(EXCERPTED DATA)
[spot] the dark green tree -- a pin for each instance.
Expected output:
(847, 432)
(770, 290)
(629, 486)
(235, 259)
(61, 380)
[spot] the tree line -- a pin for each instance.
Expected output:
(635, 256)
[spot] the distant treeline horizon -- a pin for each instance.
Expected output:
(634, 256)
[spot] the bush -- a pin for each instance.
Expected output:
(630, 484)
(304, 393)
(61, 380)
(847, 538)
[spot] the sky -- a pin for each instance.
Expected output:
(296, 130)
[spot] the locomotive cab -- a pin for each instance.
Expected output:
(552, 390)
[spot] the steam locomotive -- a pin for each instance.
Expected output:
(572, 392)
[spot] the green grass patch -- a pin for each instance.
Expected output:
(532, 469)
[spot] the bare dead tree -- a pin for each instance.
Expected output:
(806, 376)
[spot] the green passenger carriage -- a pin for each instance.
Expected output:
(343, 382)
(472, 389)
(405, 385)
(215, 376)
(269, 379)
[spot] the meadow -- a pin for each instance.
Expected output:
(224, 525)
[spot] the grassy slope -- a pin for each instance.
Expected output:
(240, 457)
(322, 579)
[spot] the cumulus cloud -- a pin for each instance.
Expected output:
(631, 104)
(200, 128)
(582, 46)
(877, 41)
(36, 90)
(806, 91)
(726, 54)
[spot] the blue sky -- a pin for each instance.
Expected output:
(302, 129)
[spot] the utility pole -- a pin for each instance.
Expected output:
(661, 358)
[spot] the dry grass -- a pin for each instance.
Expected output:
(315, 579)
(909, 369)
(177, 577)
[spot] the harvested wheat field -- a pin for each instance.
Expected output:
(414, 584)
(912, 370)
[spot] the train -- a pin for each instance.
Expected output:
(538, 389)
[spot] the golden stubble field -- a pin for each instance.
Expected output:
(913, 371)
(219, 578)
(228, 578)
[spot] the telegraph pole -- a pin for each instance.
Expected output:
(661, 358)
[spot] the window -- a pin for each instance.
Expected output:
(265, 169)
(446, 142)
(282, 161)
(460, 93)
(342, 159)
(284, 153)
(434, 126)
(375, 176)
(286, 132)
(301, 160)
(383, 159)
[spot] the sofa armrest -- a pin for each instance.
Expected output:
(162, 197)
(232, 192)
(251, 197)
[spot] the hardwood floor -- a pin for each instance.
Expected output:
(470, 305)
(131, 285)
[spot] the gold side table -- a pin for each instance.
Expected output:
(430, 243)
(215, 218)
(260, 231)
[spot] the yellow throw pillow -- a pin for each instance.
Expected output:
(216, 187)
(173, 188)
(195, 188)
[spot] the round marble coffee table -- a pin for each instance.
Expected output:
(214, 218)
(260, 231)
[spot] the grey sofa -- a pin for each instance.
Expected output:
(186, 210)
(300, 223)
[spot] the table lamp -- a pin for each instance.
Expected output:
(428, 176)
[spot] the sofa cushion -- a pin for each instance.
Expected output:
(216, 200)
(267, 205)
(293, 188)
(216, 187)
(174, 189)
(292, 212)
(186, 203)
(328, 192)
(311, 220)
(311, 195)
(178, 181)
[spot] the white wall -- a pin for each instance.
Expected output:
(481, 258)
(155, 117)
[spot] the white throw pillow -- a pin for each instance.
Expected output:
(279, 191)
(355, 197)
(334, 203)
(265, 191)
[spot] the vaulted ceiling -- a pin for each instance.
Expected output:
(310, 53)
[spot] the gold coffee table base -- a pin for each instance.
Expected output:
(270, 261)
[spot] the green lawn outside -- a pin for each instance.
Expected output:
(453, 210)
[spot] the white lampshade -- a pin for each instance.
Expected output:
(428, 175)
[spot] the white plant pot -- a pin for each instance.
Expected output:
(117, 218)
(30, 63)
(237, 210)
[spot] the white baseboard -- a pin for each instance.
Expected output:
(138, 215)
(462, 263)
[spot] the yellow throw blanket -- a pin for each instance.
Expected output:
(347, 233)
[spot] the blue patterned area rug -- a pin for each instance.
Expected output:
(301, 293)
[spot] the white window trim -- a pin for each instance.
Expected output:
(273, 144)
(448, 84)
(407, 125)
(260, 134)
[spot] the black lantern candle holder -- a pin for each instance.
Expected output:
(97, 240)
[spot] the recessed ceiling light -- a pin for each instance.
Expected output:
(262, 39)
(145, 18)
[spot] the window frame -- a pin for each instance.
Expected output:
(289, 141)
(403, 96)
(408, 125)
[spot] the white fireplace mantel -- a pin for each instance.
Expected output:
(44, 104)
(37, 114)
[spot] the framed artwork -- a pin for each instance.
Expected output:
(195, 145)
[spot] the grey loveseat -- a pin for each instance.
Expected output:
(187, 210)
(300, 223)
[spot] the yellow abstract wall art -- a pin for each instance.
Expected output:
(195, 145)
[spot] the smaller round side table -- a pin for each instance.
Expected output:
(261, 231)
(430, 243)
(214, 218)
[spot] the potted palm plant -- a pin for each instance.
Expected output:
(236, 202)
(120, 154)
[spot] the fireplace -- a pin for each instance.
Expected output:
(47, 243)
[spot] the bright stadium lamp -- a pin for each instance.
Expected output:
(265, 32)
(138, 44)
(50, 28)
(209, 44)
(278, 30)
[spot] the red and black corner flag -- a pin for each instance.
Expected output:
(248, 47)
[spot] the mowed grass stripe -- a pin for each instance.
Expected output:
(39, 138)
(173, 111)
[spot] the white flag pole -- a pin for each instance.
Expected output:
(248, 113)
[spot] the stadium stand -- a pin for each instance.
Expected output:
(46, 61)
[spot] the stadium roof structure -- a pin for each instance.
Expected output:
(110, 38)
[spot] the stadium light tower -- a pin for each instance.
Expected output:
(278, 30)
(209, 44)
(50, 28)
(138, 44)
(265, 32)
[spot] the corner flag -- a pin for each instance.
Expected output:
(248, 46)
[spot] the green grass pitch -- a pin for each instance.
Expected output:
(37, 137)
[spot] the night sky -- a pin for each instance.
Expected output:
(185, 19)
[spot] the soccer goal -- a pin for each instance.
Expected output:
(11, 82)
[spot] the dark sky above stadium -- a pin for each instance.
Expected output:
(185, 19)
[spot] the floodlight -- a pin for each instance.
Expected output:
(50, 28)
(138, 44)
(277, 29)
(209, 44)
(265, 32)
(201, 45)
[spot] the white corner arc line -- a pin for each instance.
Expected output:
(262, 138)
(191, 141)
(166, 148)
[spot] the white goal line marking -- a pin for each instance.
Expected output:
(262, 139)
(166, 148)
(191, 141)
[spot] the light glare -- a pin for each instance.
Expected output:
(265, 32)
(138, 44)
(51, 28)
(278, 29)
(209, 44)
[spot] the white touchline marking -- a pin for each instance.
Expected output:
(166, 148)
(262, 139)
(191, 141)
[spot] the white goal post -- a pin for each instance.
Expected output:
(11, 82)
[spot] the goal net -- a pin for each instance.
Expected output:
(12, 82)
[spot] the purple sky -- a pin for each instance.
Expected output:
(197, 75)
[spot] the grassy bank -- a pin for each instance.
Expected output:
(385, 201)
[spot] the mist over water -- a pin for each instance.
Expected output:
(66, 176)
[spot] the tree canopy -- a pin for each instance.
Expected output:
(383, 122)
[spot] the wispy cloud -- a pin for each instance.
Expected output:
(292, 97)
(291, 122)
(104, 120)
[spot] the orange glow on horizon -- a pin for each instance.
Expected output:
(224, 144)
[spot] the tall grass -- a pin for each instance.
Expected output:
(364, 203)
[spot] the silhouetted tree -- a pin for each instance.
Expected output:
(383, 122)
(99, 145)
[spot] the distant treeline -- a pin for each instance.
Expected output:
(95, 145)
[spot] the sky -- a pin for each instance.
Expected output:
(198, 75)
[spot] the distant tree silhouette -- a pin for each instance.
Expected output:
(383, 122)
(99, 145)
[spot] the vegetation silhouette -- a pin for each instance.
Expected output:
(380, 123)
(End EXCERPTED DATA)
WORK ORDER
Nothing should be left out: copy the material exactly.

OUTPUT FOR THIS EXERCISE
[spot] the dark green tree -- a pin for each instance.
Expected output:
(847, 432)
(770, 290)
(629, 486)
(235, 259)
(61, 380)
[spot] the tree line -- a pin for each instance.
Expected output:
(635, 256)
[spot] the distant treeline horizon -- a pin for each instance.
Expected output:
(634, 256)
[spot] the bush -- a pin for each instance.
Expected output:
(630, 484)
(304, 393)
(61, 380)
(847, 538)
[spot] the sky -- a pin for each instance.
Expected output:
(296, 130)
[spot] the locomotive cab -- a pin for each instance.
Expected output:
(552, 390)
[spot] the steam locomotive -- a pin for each instance.
Expected output:
(572, 392)
[spot] the green grass patch -- a pin for each instance.
Expected output:
(532, 469)
[spot] the bare dead tree -- a pin for each instance.
Expected output:
(806, 376)
[spot] the green passenger carriage -- a pin for each instance.
Expected output:
(343, 382)
(472, 389)
(405, 385)
(215, 376)
(269, 379)
[spot] the meadow -- a pin for each instance.
Expected output:
(224, 525)
[spot] the grassy slope -- a pin for each instance.
Expected output:
(240, 457)
(322, 579)
[spot] the cumulus cloud -- a pin for each instance.
Expected output:
(631, 104)
(200, 128)
(582, 46)
(877, 41)
(36, 90)
(806, 91)
(726, 54)
[spot] the blue sky -- a pin for each instance.
Expected output:
(302, 129)
[spot] the utility pole -- a pin for each instance.
Expected output:
(661, 358)
[spot] the dry grass -- a pin for each instance.
Expected output:
(315, 579)
(909, 369)
(177, 577)
[spot] the harvested wheat field -- a pin for each instance.
Expected output:
(414, 584)
(912, 370)
[spot] the train -- a pin for each instance.
Expected output:
(538, 389)
[spot] the golden stubble field -- a pin for each instance.
Expected output:
(913, 371)
(219, 578)
(228, 578)
[spot] the telegraph pole -- a pin for each instance.
Expected output:
(661, 358)
[spot] the window -- a pin for each instance.
Expected output:
(265, 169)
(446, 142)
(282, 161)
(460, 93)
(342, 159)
(284, 153)
(434, 126)
(375, 176)
(286, 132)
(301, 160)
(383, 159)
[spot] the sofa armrest -- a pin for each instance.
Expected output:
(162, 197)
(232, 192)
(251, 197)
[spot] the hardwood floor -- a pin for each instance.
Expected output:
(470, 305)
(131, 285)
[spot] the gold side table -- a pin for each instance.
Expected output:
(430, 243)
(215, 218)
(260, 231)
[spot] the yellow throw pillow -- a pin for each instance.
Expected output:
(216, 187)
(173, 188)
(195, 188)
[spot] the round marble coffee table -- a pin for each instance.
Expected output:
(214, 218)
(260, 231)
[spot] the grey sofa -- a pin for each instance.
Expected output:
(186, 210)
(300, 223)
[spot] the table lamp -- a pin for each instance.
Expected output:
(428, 176)
[spot] the sofa cushion -- a pin for each instance.
Expected output:
(216, 200)
(267, 205)
(293, 188)
(216, 187)
(174, 189)
(292, 212)
(186, 203)
(328, 192)
(311, 220)
(311, 195)
(178, 181)
[spot] the white wall -- a pin for each instance.
Expected output:
(481, 258)
(155, 117)
[spot] the white throw pillow -- a pin for each instance.
Expected output:
(279, 191)
(355, 197)
(334, 203)
(265, 191)
[spot] the vaulted ceiling -- a pin for each instance.
Expected output:
(310, 53)
[spot] the gold coffee table base -- a pin for each instance.
Expected output:
(270, 261)
[spot] the green lawn outside -- a pin for each instance.
Expected output:
(453, 210)
[spot] the white lampshade -- a pin for each instance.
Expected output:
(428, 175)
[spot] the white plant pot -- a pin for each instance.
Expected output:
(117, 218)
(30, 63)
(237, 210)
[spot] the white baseboard -- a pin for each instance.
Expected output:
(138, 215)
(462, 263)
[spot] the yellow throw blanket -- a pin for each instance.
Expected output:
(347, 233)
[spot] the blue patterned area rug -- a pin for each instance.
Expected output:
(301, 293)
[spot] the white window trim -- a pin for each instance.
Expected output:
(273, 144)
(448, 84)
(407, 125)
(260, 134)
[spot] the black lantern candle holder -- a pin for each instance.
Expected output:
(97, 240)
[spot] the recessed ceiling light -- a pin for each instance.
Expected output:
(262, 39)
(145, 18)
[spot] the window frame -- a pin for each instance.
Expected output:
(289, 141)
(403, 96)
(408, 125)
[spot] the white fireplace mantel -- a pin for each instance.
Expected output:
(44, 104)
(37, 114)
[spot] the framed artwork -- a pin for each instance.
Expected output:
(195, 145)
[spot] the grey loveseat -- a pin for each instance.
Expected output:
(187, 210)
(300, 223)
[spot] the yellow abstract wall art -- a pin for each instance.
Expected output:
(195, 145)
[spot] the smaller round side table -- a pin for each instance.
Expected output:
(261, 231)
(430, 243)
(214, 218)
[spot] the potted palm plant -- a pin for each instance.
Expected output:
(236, 202)
(120, 154)
[spot] the fireplace -- a pin for each instance.
Expected output:
(47, 243)
[spot] the bright stadium lamp -- a pin for each instance.
Expected output:
(265, 32)
(138, 44)
(50, 28)
(209, 44)
(278, 30)
[spot] the red and black corner flag -- a pin for each instance.
Expected output:
(248, 47)
[spot] the mowed grass stripe -- a pin for each instance.
Expected output:
(39, 138)
(173, 111)
[spot] the white flag pole -- a pin for each instance.
Expected output:
(248, 113)
[spot] the stadium stand -- a pin for each instance.
Expected output:
(46, 61)
[spot] the stadium roof structure -- a pin for each instance.
Expected output:
(110, 38)
[spot] the stadium light tower -- a pin for each instance.
Expected output:
(278, 30)
(209, 44)
(50, 28)
(138, 44)
(265, 32)
[spot] the corner flag -- a pin for each instance.
Expected output:
(248, 46)
[spot] the green grass pitch -- a pin for each instance.
Expected output:
(37, 137)
[spot] the night sky -- a pin for each instance.
Expected output:
(185, 19)
[spot] the soccer goal -- a pin for each instance.
Expected output:
(11, 82)
[spot] the dark sky above stadium -- a pin for each instance.
Expected output:
(185, 19)
[spot] the floodlight -- a pin for each instance.
Expected output:
(50, 28)
(138, 44)
(277, 29)
(209, 44)
(265, 32)
(201, 45)
[spot] the white corner arc line -- a pin for each instance.
Expected output:
(262, 138)
(191, 141)
(166, 148)
[spot] the white goal line marking -- a pin for each instance.
Expected output:
(262, 139)
(166, 148)
(191, 141)
[spot] the light glare -- a pin for each instance.
Expected output:
(265, 32)
(138, 44)
(51, 28)
(278, 29)
(209, 44)
[spot] the white touchline marking -- a pin for each instance.
Expected output:
(166, 148)
(262, 139)
(191, 141)
[spot] the white goal post -- a pin for each instance.
Expected output:
(11, 82)
[spot] the goal net -- a pin for each instance.
Expected output:
(12, 82)
[spot] the purple sky -- a pin for each instance.
Expected output:
(197, 75)
[spot] the grassy bank -- a pin for each instance.
Expected output:
(385, 201)
[spot] the mist over water -- a pin for each instance.
Expected output:
(66, 176)
[spot] the tree canopy -- a pin for each instance.
Expected output:
(383, 122)
[spot] the wispy cloud -- a pin for each instance.
Expected output:
(292, 97)
(291, 122)
(104, 120)
[spot] the orange glow on horizon -- a pin for each instance.
Expected output:
(224, 144)
[spot] the tall grass -- a pin for each instance.
Expected output:
(364, 203)
[spot] the silhouetted tree -- a pin for each instance.
Expected output:
(383, 122)
(99, 145)
[spot] the distant treeline -- a pin for each instance.
Expected output:
(95, 145)
[spot] the sky -- a pin for each instance.
Expected output:
(198, 75)
[spot] the distant tree silhouette -- a pin for each instance.
Expected output:
(383, 122)
(99, 145)
[spot] the vegetation silhouette -- a pin for each instance.
Expected output:
(380, 123)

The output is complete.